Short task
Rewrite every line of the records below as a numbered list, skipping any blank lines. Leave the pictures out.

--- Data listing ---

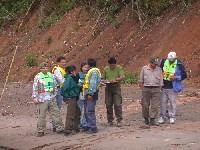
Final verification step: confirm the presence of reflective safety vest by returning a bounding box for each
[163,59,178,81]
[52,66,66,87]
[83,68,101,95]
[38,72,54,93]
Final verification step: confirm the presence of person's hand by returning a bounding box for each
[102,80,109,84]
[88,95,92,101]
[34,99,40,105]
[170,75,176,81]
[110,79,117,83]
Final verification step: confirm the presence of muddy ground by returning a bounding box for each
[0,83,200,150]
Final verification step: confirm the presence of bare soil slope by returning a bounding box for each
[0,83,200,150]
[0,1,200,85]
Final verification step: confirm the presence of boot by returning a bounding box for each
[149,118,159,126]
[144,118,149,125]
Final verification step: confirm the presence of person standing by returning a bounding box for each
[76,62,88,129]
[139,57,163,126]
[83,58,101,134]
[61,65,81,136]
[158,52,187,124]
[52,56,66,132]
[32,62,63,137]
[102,57,125,127]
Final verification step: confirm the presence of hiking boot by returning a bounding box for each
[108,121,113,126]
[82,127,89,132]
[169,118,176,124]
[149,118,159,126]
[57,130,64,134]
[36,132,44,137]
[53,128,56,132]
[64,131,72,136]
[117,121,122,127]
[158,117,165,124]
[86,129,98,134]
[144,118,149,125]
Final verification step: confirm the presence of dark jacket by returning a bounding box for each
[61,73,80,98]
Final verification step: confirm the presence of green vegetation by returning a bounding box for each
[46,36,52,44]
[25,54,37,67]
[122,72,139,85]
[0,0,195,28]
[0,0,33,27]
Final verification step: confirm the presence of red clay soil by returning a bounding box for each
[0,1,200,86]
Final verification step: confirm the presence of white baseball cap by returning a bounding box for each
[167,52,176,61]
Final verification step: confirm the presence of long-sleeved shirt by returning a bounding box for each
[32,73,57,102]
[53,69,65,84]
[84,70,101,95]
[140,65,163,86]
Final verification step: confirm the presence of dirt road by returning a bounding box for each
[0,83,200,150]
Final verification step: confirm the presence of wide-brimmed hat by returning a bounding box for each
[149,56,159,65]
[167,52,176,61]
[40,62,47,68]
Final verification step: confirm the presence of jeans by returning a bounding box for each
[51,88,63,128]
[105,85,123,122]
[85,92,98,131]
[77,100,87,127]
[160,89,178,118]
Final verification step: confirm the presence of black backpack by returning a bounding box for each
[160,59,187,80]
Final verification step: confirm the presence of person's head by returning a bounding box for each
[65,65,76,76]
[167,52,177,63]
[56,56,66,68]
[40,62,49,74]
[149,56,159,69]
[87,58,97,67]
[108,57,117,69]
[80,62,89,73]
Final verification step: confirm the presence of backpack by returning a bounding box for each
[160,59,187,80]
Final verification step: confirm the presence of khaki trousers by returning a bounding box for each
[141,87,161,118]
[37,99,64,132]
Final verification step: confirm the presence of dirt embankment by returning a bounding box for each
[0,83,200,150]
[0,1,200,85]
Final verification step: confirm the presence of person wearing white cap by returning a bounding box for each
[158,52,187,124]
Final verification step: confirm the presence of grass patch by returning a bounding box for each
[122,72,139,85]
[25,54,37,67]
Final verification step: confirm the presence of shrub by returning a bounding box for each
[25,54,37,67]
[122,72,139,85]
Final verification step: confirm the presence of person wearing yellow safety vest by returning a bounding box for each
[139,56,163,126]
[158,52,187,124]
[102,57,125,127]
[83,58,101,134]
[52,56,66,132]
[32,62,64,137]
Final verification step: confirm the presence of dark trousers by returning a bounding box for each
[65,98,81,132]
[105,85,123,122]
[85,92,98,130]
[141,87,161,118]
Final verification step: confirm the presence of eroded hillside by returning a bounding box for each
[0,1,200,85]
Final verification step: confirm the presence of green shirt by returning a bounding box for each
[102,65,125,84]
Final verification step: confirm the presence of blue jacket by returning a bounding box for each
[61,73,80,98]
[160,59,187,93]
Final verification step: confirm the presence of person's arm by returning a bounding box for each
[139,67,144,89]
[54,69,65,84]
[61,77,72,96]
[88,70,99,96]
[31,75,39,104]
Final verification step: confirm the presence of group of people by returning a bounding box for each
[32,52,187,137]
[140,52,187,126]
[32,56,125,137]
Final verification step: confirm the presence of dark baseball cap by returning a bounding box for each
[40,62,47,68]
[149,56,159,65]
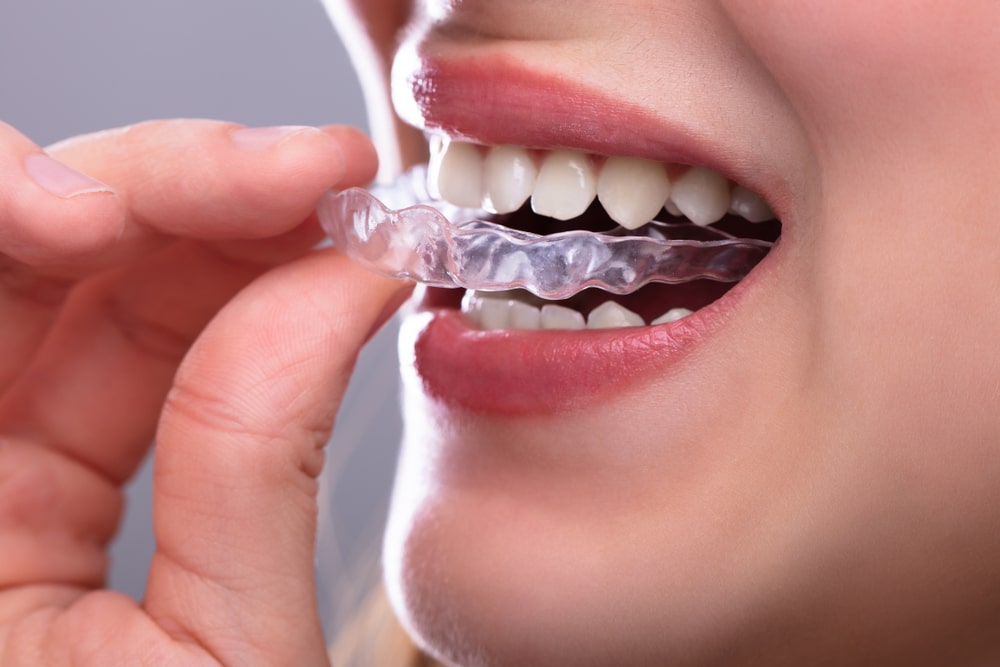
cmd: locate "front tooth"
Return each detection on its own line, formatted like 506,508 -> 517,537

---

Written solution
1. Final verification step: confirm the presence of reflective safety vest by returning a bounding box for each
2. [163,59,178,81]
3. [52,66,66,87]
4. [83,68,101,95]
5. [38,72,54,93]
6. Final verification step: confirm the presence of person's hand by returning a bounding box for each
7. [102,80,109,84]
8. [88,95,92,101]
9. [34,99,40,105]
10. [170,75,176,81]
11. [110,79,117,83]
12. Final verification step: confirm the presence of muddy ground by returning a bounding box for each
13. [0,83,200,150]
14. Final verification step: confirm the presence of bare soil slope by returning a bounding box for each
15. [0,83,200,150]
16. [0,1,200,85]
17. Final verification step: confirm the presence of boot by returning a bounding box for each
18. [149,118,159,126]
19. [144,118,149,125]
20. Final verification step: confirm the presence of person standing by returning a bounding box for each
21. [76,62,88,129]
22. [139,57,163,126]
23. [83,58,101,134]
24. [61,65,81,136]
25. [158,52,187,124]
26. [52,56,66,132]
27. [32,62,63,137]
28. [102,57,125,127]
29. Final verification step: confirm the presence of hiking boot by returning a bounding box for each
30. [108,121,113,126]
31. [82,127,89,132]
32. [169,118,176,124]
33. [149,118,159,126]
34. [57,130,64,134]
35. [36,132,44,137]
36. [53,128,56,132]
37. [64,131,72,136]
38. [117,121,122,127]
39. [158,117,165,124]
40. [86,129,98,134]
41. [144,118,149,125]
42. Final verification step: confirm the presence of dark jacket by returning a bounding box for each
43. [61,73,80,98]
44. Final verification step: confirm the presence of green vegetation by returning a bounding box for each
45. [46,36,52,44]
46. [25,54,37,67]
47. [122,72,139,85]
48. [0,0,195,28]
49. [0,0,33,27]
50. Final verification step: confirm the presence of red clay soil by returning a bounding box for each
51. [0,1,200,86]
52. Final verification step: confirm the presence of white baseball cap by returning a bounding box for each
53. [167,52,176,61]
54. Final verification step: confirm the presence of long-sleeved shirt by returning a bounding box for each
55. [32,73,57,102]
56. [53,69,65,84]
57. [84,70,101,95]
58. [140,65,163,86]
59. Final verification step: confirm the presence of dirt road by returning a bounding box for each
60. [0,83,200,150]
61. Final verification step: confirm the presence of wide-brimmed hat by returning a bounding box for each
62. [149,56,159,65]
63. [167,52,176,61]
64. [40,62,47,68]
65. Final verification step: confirm the presence of jeans by returning a bounding box for each
66. [51,88,63,128]
67. [105,85,123,122]
68. [85,92,98,131]
69. [77,100,87,127]
70. [160,89,178,118]
71. Final verification step: confirm the presence of black backpack by returning a bounding box for each
72. [160,59,187,80]
73. Final verification step: confirm the presence of person's head by returning a bounding box for each
74. [65,65,76,76]
75. [167,52,177,63]
76. [56,56,66,68]
77. [40,62,49,74]
78. [149,56,159,69]
79. [87,58,97,67]
80. [108,57,117,69]
81. [80,62,89,73]
82. Final verification step: confirm the presence of backpack by returning a bounding box for each
83. [160,59,187,80]
84. Final verification step: confirm the presence of khaki trousers by returning a bounding box for each
85. [141,87,161,118]
86. [37,99,64,132]
87. Final verification step: confirm the presence of dirt embankment by returning a bounding box for each
88. [0,83,200,150]
89. [0,1,200,85]
90. Final verification step: confirm the presence of person wearing white cap by returning a bounding box for each
91. [158,52,187,124]
92. Final verification step: confirm the presence of grass patch by returning a bounding box for each
93. [122,72,139,85]
94. [25,54,37,67]
95. Final verification step: confirm the presence of shrub by returning a bounding box for each
96. [25,54,37,67]
97. [122,72,139,85]
98. Final verification step: confirm the presence of person wearing yellow safety vest by returning a bounding box for each
99. [139,56,163,126]
100. [158,52,187,124]
101. [102,57,125,127]
102. [83,58,101,134]
103. [52,56,66,132]
104. [32,62,64,137]
105. Final verification step: confirm the presence of dark trousers by returning a bounding box for each
106. [65,98,81,132]
107. [105,85,123,122]
108. [85,92,98,130]
109. [141,87,161,118]
110. Final verification step: confirm the presence of eroded hillside by returning a bounding box for each
111. [0,1,200,85]
112. Final verification step: confirm the presence of green shirt by returning a bounding box for each
113. [102,65,125,84]
114. Final verification step: confirm the presence of blue jacket by returning a bounding box for each
115. [61,73,80,98]
116. [160,59,187,93]
117. Final verification step: confirm the presence of person's arm by returning a bounding box for each
118. [139,67,144,89]
119. [54,69,65,84]
120. [61,77,72,96]
121. [88,70,99,96]
122. [31,75,39,104]
123. Final verification step: confirm the presence of group of people by returning a bounding box for each
124. [32,52,187,137]
125. [140,52,187,126]
126. [32,56,125,137]
127. Final verification step: confirm the presence of dark baseball cap by returning a bounding box for each
128. [40,62,47,68]
129. [149,56,159,65]
130. cmd: locate "front tooth"
131. Return each detection on its own line, formatted like 506,508 -> 517,537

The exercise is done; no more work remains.